In general, environmental risk factors are highly diverse, unpredictable, and often beyond direct control, presenting significant challenges for preventive measures, particularly in contexts such as fall prevention and hip fracture risk.

2.2. Clinical Assessment Tools Derived from Risk Factors

Based on the association between risk factors and fracture outcomes, several clinical assessment tools have been developed to evaluate hip fracture risk, including Dual-Energy X-ray Absorptiometry (DEXA), FRAX, QFracture, and the Garvan Fracture Risk Calculator [90,91,92,93]. These tools primarily utilize statistical modeling of internal clinical risk factors, drawing from extensive population datasets and cohort studies. These tools differ in the number and types of risk factors they consider.
Though not a standalone risk assessment tool, DEXA is the gold standard for measuring bone mineral density (BMD) [91], a critical factor in assessing bone health and a major input in other risk assessment models like FRAX. FRAX is one of the most widely used tools globally to estimate the 10-year probability of hip fractures and other major osteoporotic fractures [93,94,95,96]. It incorporates several key risk factors, including age, gender, BMD at the femoral neck, prior fractures, parental history of hip fractures, smoking status, alcohol consumption, glucocorticoid use, and rheumatoid arthritis. Developed in the UK, QFracture is based on a large, prospective cohort study using data from millions of primary care patients [97]. It estimates fracture risk over a 10-year period and is widely used in the UK [98], though less so in other regions. QFracture considers factors such as age, gender, smoking and alcohol intake, history of falls, existing conditions (e.g., diabetes, heart disease), and medication use (e.g., corticosteroids) [99]. The Garvan Fracture Risk Calculator, developed in Australia, predicts fracture risk based on clinical factors and fall history. It is commonly used in clinical practice in Australia and parts of Europe [100,101], but is less widespread globally compared to FRAX.

Photo-based referring expression data
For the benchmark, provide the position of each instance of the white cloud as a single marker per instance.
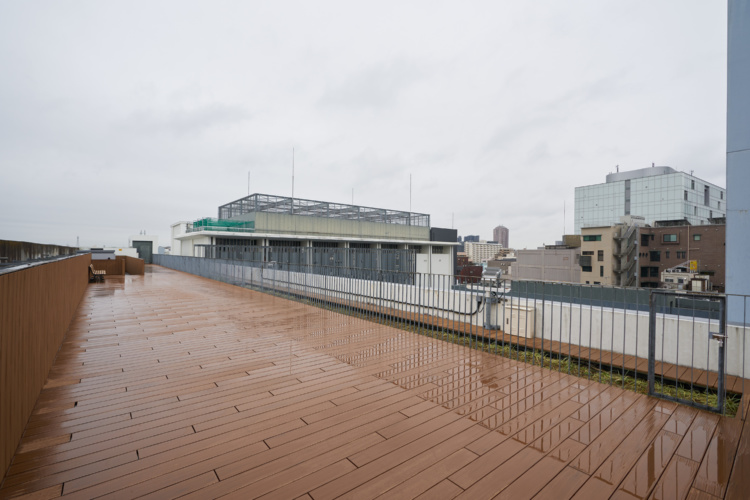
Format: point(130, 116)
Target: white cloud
point(497, 109)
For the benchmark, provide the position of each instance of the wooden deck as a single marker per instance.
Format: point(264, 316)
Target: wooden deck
point(170, 385)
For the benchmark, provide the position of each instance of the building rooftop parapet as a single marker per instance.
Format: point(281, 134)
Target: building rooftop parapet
point(311, 208)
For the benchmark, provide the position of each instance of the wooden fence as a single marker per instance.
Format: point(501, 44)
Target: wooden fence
point(113, 267)
point(37, 305)
point(135, 266)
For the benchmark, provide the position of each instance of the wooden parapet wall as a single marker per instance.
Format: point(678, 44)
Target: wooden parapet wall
point(113, 267)
point(135, 266)
point(37, 305)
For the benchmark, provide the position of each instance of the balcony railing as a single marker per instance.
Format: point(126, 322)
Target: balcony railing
point(597, 332)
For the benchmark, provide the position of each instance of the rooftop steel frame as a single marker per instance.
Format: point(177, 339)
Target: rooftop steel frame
point(311, 208)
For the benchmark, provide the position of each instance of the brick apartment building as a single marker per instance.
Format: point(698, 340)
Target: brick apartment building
point(662, 248)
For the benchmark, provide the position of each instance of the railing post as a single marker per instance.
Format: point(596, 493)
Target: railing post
point(722, 349)
point(651, 342)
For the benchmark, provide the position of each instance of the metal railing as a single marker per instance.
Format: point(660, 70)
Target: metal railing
point(592, 331)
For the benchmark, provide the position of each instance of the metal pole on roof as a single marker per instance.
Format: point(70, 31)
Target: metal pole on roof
point(292, 180)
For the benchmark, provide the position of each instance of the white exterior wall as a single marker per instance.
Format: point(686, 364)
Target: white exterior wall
point(178, 229)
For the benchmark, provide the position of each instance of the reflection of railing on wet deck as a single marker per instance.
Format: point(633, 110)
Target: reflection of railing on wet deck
point(602, 327)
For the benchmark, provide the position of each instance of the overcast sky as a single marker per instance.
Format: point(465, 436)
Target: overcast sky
point(118, 117)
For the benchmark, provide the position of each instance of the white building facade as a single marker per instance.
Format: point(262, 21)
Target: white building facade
point(656, 194)
point(272, 228)
point(479, 252)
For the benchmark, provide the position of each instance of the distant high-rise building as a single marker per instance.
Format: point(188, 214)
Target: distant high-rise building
point(658, 194)
point(500, 234)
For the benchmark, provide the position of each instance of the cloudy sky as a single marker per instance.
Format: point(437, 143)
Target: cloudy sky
point(118, 117)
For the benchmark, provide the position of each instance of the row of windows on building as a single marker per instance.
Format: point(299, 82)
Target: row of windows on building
point(655, 255)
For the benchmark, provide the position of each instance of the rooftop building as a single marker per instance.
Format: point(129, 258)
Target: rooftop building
point(500, 235)
point(306, 232)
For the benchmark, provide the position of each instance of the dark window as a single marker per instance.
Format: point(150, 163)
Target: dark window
point(592, 237)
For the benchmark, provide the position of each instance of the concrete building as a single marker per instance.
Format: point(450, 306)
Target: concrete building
point(481, 251)
point(657, 194)
point(738, 156)
point(663, 248)
point(500, 235)
point(299, 232)
point(609, 254)
point(547, 264)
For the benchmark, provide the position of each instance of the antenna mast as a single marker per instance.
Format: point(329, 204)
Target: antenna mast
point(292, 173)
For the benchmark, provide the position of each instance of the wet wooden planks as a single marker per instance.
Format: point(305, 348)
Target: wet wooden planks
point(169, 385)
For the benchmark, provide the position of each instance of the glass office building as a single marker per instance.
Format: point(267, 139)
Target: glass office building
point(656, 194)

Exercise aim
Write out the passage about hip fracture risk word for word, from "2.2. Clinical Assessment" to "factors they consider.".

Response area
2.2. Clinical Assessment Tools Derived from Risk Factors

Based on the association between risk factors and fracture outcomes, several clinical assessment tools have been developed to evaluate hip fracture risk, including Dual-Energy X-ray Absorptiometry (DEXA), FRAX, QFracture, and the Garvan Fracture Risk Calculator [90,91,92,93]. These tools primarily utilize statistical modeling of internal clinical risk factors, drawing from extensive population datasets and cohort studies. These tools differ in the number and types of risk factors they consider.